* Brief *
Format the material below as a Markdown table with two columns, Number and Entry. Give each line a row number and skip blank lines and pictures.

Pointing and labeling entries
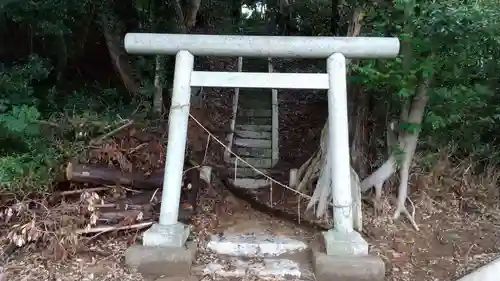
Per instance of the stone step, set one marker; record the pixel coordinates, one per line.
(252, 143)
(253, 134)
(255, 245)
(255, 112)
(257, 128)
(253, 120)
(265, 269)
(249, 173)
(260, 101)
(254, 152)
(254, 162)
(255, 65)
(249, 183)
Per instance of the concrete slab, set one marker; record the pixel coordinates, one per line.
(256, 245)
(264, 269)
(178, 278)
(348, 268)
(161, 261)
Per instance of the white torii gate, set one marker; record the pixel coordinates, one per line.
(169, 232)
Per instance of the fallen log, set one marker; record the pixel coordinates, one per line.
(83, 173)
(193, 180)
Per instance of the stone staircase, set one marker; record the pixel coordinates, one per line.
(253, 136)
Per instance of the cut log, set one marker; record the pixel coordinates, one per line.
(84, 173)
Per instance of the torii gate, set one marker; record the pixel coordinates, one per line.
(171, 233)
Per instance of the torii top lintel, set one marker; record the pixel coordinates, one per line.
(262, 46)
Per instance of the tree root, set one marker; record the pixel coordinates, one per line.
(401, 209)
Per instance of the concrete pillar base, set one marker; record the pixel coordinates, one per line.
(161, 261)
(158, 235)
(344, 244)
(348, 268)
(344, 256)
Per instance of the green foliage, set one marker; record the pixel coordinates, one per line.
(26, 158)
(458, 42)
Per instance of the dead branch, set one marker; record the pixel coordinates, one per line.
(103, 229)
(99, 140)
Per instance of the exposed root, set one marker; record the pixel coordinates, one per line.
(401, 209)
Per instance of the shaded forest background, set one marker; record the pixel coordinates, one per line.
(65, 77)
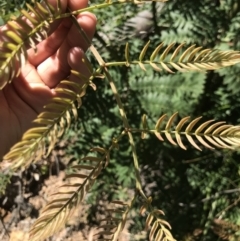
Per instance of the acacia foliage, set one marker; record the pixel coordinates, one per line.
(190, 184)
(183, 188)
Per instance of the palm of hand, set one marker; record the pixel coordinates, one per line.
(24, 98)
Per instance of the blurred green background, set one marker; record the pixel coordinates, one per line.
(198, 191)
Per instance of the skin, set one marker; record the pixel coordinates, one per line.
(23, 99)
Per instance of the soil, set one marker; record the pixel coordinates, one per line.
(26, 195)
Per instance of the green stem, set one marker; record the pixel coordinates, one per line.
(127, 128)
(90, 9)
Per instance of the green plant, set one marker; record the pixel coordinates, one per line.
(52, 125)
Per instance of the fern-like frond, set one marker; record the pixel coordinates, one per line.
(177, 58)
(23, 32)
(158, 230)
(69, 196)
(50, 125)
(113, 224)
(210, 134)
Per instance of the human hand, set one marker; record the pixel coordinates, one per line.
(23, 99)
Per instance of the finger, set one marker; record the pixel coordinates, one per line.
(56, 67)
(75, 60)
(49, 46)
(31, 89)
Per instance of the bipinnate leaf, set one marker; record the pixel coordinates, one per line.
(21, 33)
(69, 195)
(210, 134)
(50, 125)
(172, 58)
(157, 226)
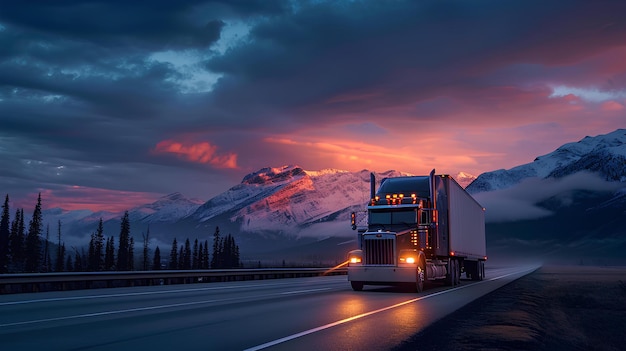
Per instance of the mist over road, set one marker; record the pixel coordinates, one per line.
(303, 313)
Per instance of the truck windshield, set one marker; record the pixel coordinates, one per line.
(392, 217)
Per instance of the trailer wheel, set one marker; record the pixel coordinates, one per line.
(356, 286)
(457, 273)
(421, 276)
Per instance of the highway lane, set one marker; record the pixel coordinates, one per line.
(304, 313)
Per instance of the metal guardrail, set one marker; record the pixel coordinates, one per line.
(35, 282)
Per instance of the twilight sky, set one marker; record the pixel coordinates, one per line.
(108, 105)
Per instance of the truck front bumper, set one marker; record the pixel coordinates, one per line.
(382, 274)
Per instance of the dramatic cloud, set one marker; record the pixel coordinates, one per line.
(97, 94)
(201, 152)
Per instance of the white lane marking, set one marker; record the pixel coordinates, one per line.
(349, 319)
(137, 294)
(303, 291)
(138, 309)
(105, 313)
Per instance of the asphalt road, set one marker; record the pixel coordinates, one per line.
(321, 313)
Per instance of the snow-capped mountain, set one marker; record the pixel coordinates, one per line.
(168, 209)
(283, 198)
(546, 204)
(464, 179)
(603, 154)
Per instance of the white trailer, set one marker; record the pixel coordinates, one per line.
(420, 229)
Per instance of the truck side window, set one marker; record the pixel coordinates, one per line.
(424, 217)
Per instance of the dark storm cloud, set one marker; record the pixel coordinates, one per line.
(84, 101)
(405, 53)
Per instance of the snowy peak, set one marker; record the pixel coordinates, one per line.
(169, 208)
(269, 175)
(464, 179)
(602, 154)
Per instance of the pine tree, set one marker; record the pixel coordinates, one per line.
(187, 255)
(99, 247)
(195, 258)
(181, 257)
(78, 261)
(16, 242)
(91, 254)
(205, 264)
(174, 255)
(60, 264)
(68, 265)
(33, 242)
(124, 242)
(131, 254)
(109, 256)
(156, 262)
(4, 236)
(146, 253)
(46, 251)
(216, 249)
(60, 251)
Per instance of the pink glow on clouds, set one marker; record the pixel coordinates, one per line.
(202, 152)
(612, 106)
(80, 198)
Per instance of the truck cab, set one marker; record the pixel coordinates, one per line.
(411, 235)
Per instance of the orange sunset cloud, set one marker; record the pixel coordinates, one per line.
(202, 152)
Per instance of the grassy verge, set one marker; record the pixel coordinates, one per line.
(554, 308)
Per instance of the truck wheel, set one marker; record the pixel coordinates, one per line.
(451, 271)
(356, 286)
(421, 276)
(457, 273)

* Complete output *
| Number | Entry |
|---|---|
| 1 | Per instance of the stone step, set one marker; record the pixel coordinates, one per line. |
| 2 | (252, 143) |
| 3 | (253, 134) |
| 4 | (255, 245) |
| 5 | (255, 112) |
| 6 | (257, 128) |
| 7 | (253, 120) |
| 8 | (265, 269) |
| 9 | (249, 173) |
| 10 | (260, 101) |
| 11 | (254, 152) |
| 12 | (254, 162) |
| 13 | (255, 65) |
| 14 | (249, 183) |
| 15 | Per instance of the concrete slab, set one marker; record the pixel coordinates, one per line. |
| 16 | (256, 245) |
| 17 | (264, 269) |
| 18 | (178, 278) |
| 19 | (348, 268) |
| 20 | (161, 261) |
| 21 | Per instance of the white torii gate, set one marker; record the pixel coordinates, one per line. |
| 22 | (169, 232) |
| 23 | Per instance of the fallen log, set one marker; record the pixel coordinates, one per line. |
| 24 | (83, 173) |
| 25 | (193, 180) |
| 26 | Per instance of the stone staircase, set one marker; record the pixel coordinates, one per line. |
| 27 | (253, 136) |
| 28 | Per instance of the cut log, set one marker; record the pixel coordinates, one per line. |
| 29 | (84, 173) |
| 30 | Per instance of the torii gate, set one marker; record the pixel coordinates, one per line. |
| 31 | (171, 233) |
| 32 | Per instance of the torii top lintel, set one marker; record the pixel coordinates, one per line. |
| 33 | (262, 46) |
| 34 | Per instance of the tree root, set one marker; record the pixel coordinates, one per line. |
| 35 | (401, 209) |
| 36 | Per instance of the concrete pillar base, set one marker; record the pixel coordinates, one per line. |
| 37 | (161, 261) |
| 38 | (158, 235) |
| 39 | (344, 244) |
| 40 | (348, 268) |
| 41 | (344, 256) |
| 42 | Per instance of the green foliage, set one marker; record the pixel coordinates, one per line. |
| 43 | (26, 158) |
| 44 | (458, 42) |
| 45 | Per instance of the dead branch, set one marker; record the pixel coordinates, one per line. |
| 46 | (103, 229) |
| 47 | (99, 140) |
| 48 | Per instance of the exposed root, set one marker; record the pixel coordinates, one per line. |
| 49 | (401, 209) |
| 50 | Per instance of the shaded forest background, set one marker; record the pixel coordinates, one per line. |
| 51 | (65, 77) |
| 52 | Per instance of the acacia foliage, set one marker; record the pixel coordinates, one per line. |
| 53 | (190, 184) |
| 54 | (183, 188) |
| 55 | Per instance of the palm of hand, set one marker; record the pixel coordinates, one per line. |
| 56 | (24, 98) |
| 57 | Per instance of the blurred green background, set one marker; record the pixel coordinates, one per line. |
| 58 | (198, 191) |
| 59 | Per instance of the skin, set one marker; record the pixel coordinates, one per line. |
| 60 | (23, 99) |
| 61 | Per instance of the soil, set one marker; record the pixel coordinates, one per line. |
| 62 | (26, 195) |
| 63 | Per instance of the green stem, set one marker; record the pixel coordinates, one per line. |
| 64 | (127, 128) |
| 65 | (90, 9) |
| 66 | Per instance of the green plant, set one marker; record the pixel coordinates, one per line. |
| 67 | (52, 125) |
| 68 | Per instance of the fern-like frond, set one marker; record the pixel coordinates, one per line. |
| 69 | (177, 58) |
| 70 | (23, 32) |
| 71 | (158, 230) |
| 72 | (69, 196) |
| 73 | (50, 125) |
| 74 | (113, 224) |
| 75 | (210, 134) |
| 76 | Per instance of the human hand, set one marker; record the pixel coordinates, one per line. |
| 77 | (23, 99) |
| 78 | Per instance of the finger, set one marker; record the pixel coordinates, one per line. |
| 79 | (56, 67) |
| 80 | (75, 60) |
| 81 | (49, 46) |
| 82 | (31, 89) |
| 83 | Per instance of the bipinnate leaf, set one marker; record the pixel coordinates, one per line. |
| 84 | (21, 33) |
| 85 | (69, 195) |
| 86 | (210, 134) |
| 87 | (50, 125) |
| 88 | (172, 58) |
| 89 | (157, 226) |
| 90 | Per instance of the mist over road, set one marker; record the pixel coordinates, one per line. |
| 91 | (303, 313) |
| 92 | Per instance of the truck windshield, set one marker; record the pixel coordinates, one per line. |
| 93 | (392, 217) |
| 94 | Per instance of the trailer wheel, set one marker; record the pixel coordinates, one per line. |
| 95 | (356, 286) |
| 96 | (457, 273) |
| 97 | (421, 276) |
| 98 | Per instance of the highway lane, set one marker; record the pixel coordinates, one per line. |
| 99 | (304, 313) |
| 100 | Per instance of the metal guardrail, set one marker; record the pixel coordinates, one per line. |
| 101 | (35, 282) |
| 102 | Per instance of the twilight sky, set one marker; record the pixel coordinates, one per line. |
| 103 | (108, 105) |
| 104 | Per instance of the truck front bumper, set one marker; record the pixel coordinates, one per line. |
| 105 | (382, 274) |
| 106 | Per instance of the dramatic cloud, set one marker; record the pixel coordinates, one per line. |
| 107 | (97, 94) |
| 108 | (201, 152) |
| 109 | Per instance of the white lane marking, set one marker; record the pixel coordinates, one per line. |
| 110 | (349, 319) |
| 111 | (137, 294) |
| 112 | (303, 291) |
| 113 | (138, 309) |
| 114 | (105, 313) |
| 115 | Per instance of the asphalt road, set one marker; record the pixel coordinates, one per line. |
| 116 | (321, 313) |
| 117 | Per instance of the snow-capped mountain, set one marker; record the pixel coordinates, one per line. |
| 118 | (168, 209) |
| 119 | (283, 198) |
| 120 | (546, 204) |
| 121 | (464, 179) |
| 122 | (603, 154) |
| 123 | Per instance of the white trailer, set one marker; record the pixel coordinates, one per line. |
| 124 | (420, 229) |
| 125 | Per instance of the truck side window, set one marker; record the pixel coordinates, one per line. |
| 126 | (424, 217) |
| 127 | Per instance of the dark storm cloud, set one marker; record the pixel coordinates, one per line. |
| 128 | (84, 101) |
| 129 | (405, 53) |
| 130 | Per instance of the snowy peak, set one marker; record the pixel coordinates, one per line. |
| 131 | (169, 208) |
| 132 | (269, 175) |
| 133 | (464, 179) |
| 134 | (602, 154) |
| 135 | Per instance of the pine tree, set one marker; record the pixel coordinates, one per line. |
| 136 | (187, 255) |
| 137 | (99, 247) |
| 138 | (195, 258) |
| 139 | (181, 257) |
| 140 | (78, 261) |
| 141 | (16, 242) |
| 142 | (91, 254) |
| 143 | (205, 264) |
| 144 | (174, 255) |
| 145 | (60, 264) |
| 146 | (68, 265) |
| 147 | (33, 242) |
| 148 | (124, 242) |
| 149 | (131, 254) |
| 150 | (109, 256) |
| 151 | (156, 262) |
| 152 | (4, 236) |
| 153 | (146, 253) |
| 154 | (46, 251) |
| 155 | (216, 249) |
| 156 | (60, 251) |
| 157 | Per instance of the pink glow on clouds, set one marker; record the pixel coordinates, one per line. |
| 158 | (202, 152) |
| 159 | (612, 106) |
| 160 | (80, 198) |
| 161 | Per instance of the truck cab, set one marker; record the pixel coordinates, one per line. |
| 162 | (411, 235) |
| 163 | Per instance of the orange sunset cloud, set one marker; record the pixel coordinates, one per line. |
| 164 | (202, 152) |
| 165 | Per instance of the grassy verge, set one marker; record the pixel coordinates, one per line. |
| 166 | (554, 308) |
| 167 | Per instance of the truck wheel, set one marker; record the pixel coordinates, one per line. |
| 168 | (451, 271) |
| 169 | (356, 286) |
| 170 | (421, 276) |
| 171 | (457, 273) |